— Task goal —
Will you output the entries below exactly, skipping every image they contain?
** start Dataset content **
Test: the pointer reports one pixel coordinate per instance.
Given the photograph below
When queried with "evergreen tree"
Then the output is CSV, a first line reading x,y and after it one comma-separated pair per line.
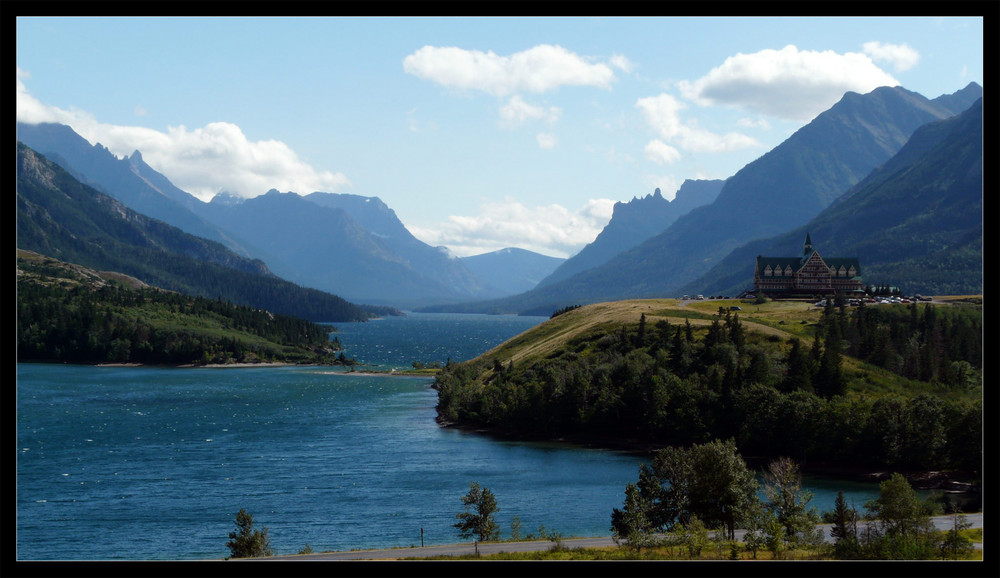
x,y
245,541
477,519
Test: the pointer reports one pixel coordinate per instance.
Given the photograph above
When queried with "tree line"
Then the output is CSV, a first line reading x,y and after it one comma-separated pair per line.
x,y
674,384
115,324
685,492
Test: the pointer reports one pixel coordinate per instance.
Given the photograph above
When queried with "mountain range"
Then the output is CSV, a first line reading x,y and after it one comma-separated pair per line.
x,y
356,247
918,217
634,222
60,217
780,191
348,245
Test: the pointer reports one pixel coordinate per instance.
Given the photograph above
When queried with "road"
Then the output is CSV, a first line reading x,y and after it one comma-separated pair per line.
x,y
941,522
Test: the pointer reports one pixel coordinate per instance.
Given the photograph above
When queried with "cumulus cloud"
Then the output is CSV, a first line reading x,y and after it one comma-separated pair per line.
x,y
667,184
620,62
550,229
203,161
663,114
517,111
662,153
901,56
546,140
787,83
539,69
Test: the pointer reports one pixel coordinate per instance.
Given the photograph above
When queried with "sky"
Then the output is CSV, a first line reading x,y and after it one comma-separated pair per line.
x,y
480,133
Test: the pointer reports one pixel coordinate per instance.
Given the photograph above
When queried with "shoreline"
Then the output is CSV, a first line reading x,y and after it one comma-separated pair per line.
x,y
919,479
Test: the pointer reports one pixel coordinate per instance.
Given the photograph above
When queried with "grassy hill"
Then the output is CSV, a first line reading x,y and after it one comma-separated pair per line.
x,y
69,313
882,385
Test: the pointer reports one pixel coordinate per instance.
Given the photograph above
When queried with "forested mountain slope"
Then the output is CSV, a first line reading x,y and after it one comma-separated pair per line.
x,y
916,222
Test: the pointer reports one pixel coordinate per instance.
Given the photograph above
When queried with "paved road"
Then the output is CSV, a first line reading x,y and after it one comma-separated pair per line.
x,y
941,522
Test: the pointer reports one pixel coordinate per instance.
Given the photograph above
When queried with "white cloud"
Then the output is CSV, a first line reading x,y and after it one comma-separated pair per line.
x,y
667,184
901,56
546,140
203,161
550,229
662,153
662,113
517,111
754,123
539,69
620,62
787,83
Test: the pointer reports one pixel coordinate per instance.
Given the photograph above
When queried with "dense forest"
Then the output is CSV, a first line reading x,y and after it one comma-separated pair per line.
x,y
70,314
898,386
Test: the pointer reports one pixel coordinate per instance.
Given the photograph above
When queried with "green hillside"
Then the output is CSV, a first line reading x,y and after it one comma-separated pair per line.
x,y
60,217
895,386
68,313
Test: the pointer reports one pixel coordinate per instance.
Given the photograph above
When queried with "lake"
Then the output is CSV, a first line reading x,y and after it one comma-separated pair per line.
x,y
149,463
** end Dataset content **
— Written reply —
Test: the pointer reports one pixel coordinate per instance.
Given the photograph below
When queried with "evergreen tree"
Then the output is CSV, a first line reading x,y and after it one comma-separated pair per line.
x,y
245,541
477,519
Test: the pointer reports one pixel coordinate per instance.
Given the photograph above
When queried with "tree line"
Then the output is CSV, a first line reading x,y and after it one comma-separated pair per line.
x,y
674,384
115,324
685,492
Test: the pointer reports one pixel coordinate per instance.
Given the photograph above
When queried with "mountain range"
Then the output is CSV, a first line reading x,y and after it one comma-separated pair per line.
x,y
356,247
918,217
634,222
60,217
780,191
348,245
Test: the pointer reports one pixel coordinate per instance.
Given the photograph above
When queried with "road"
Then the output is CSV, a first line reading x,y and after it one comma-separated pair per line.
x,y
941,522
Test: the pointer reports one pixel coordinate per instance.
Given the photograph above
When queried with "cumulus cloud"
Then the output is CSV, a first line reading x,y and after it one comma-separated pair per line.
x,y
667,184
620,62
550,229
203,161
663,114
517,111
662,153
901,56
546,140
787,83
539,69
Test: the pointer reports one pixel coordinate per instance.
Given the photograph above
When queried with "sky"
Then the output is CSV, a first line reading x,y and after it one comma-separated pair per line.
x,y
480,133
Test: the pointer reports one pixel coordinate per instance.
Given the photograph above
When queried with "shoreline"
Then the output is CSV, a first line reading x,y and after it one comma-separated pair per line.
x,y
919,479
Test: the pointer reports one pixel coordinate per instance.
Given the photograph above
When queried with "grassy hill"
Then the output is CSV, a first line reading x,y and after it one comma-separated pair per line.
x,y
69,313
882,385
Test: the pointer reports one pixel coordinate per instance.
Given the photograph above
When queried with "forested mountain slope"
Then the output is CSV, a first line reading x,y and after it one comma-separated pair per line.
x,y
916,222
Test: the pointer reports one pixel coordinate per instance.
Given the photograph above
When queried with "paved road"
Then the output is CSV, a first line reading x,y and after it one comma-separated pair per line.
x,y
941,522
Test: the pointer reports one pixel coordinate per instance.
Given the photograph above
When queried with "white cloud"
Then the output is CSV, a first line reading x,y and after it one comma-separated pair per line.
x,y
667,184
901,56
546,140
203,161
550,229
662,153
662,113
517,111
754,123
539,69
620,62
787,83
Test: the pointer reports one pixel coordinate per instance.
Given the photograph above
When queried with "dense forest"
Then the output is CSV, a first line reading x,y and after it one comma-separated pair per line.
x,y
70,314
898,386
Test: the pointer reports one pixel coordinate per instance.
Given the photograph above
When queried with "green hillside"
Then the output is CSV, a first line reading x,y and after it one comma-separated pair per line.
x,y
60,217
895,386
68,313
Test: the pointer reports one pixel coordinate per instance.
Given the photograph above
When queried with "lake"
Then the output is CSV, a first line reading x,y and after it one comma-separated pair per line.
x,y
149,463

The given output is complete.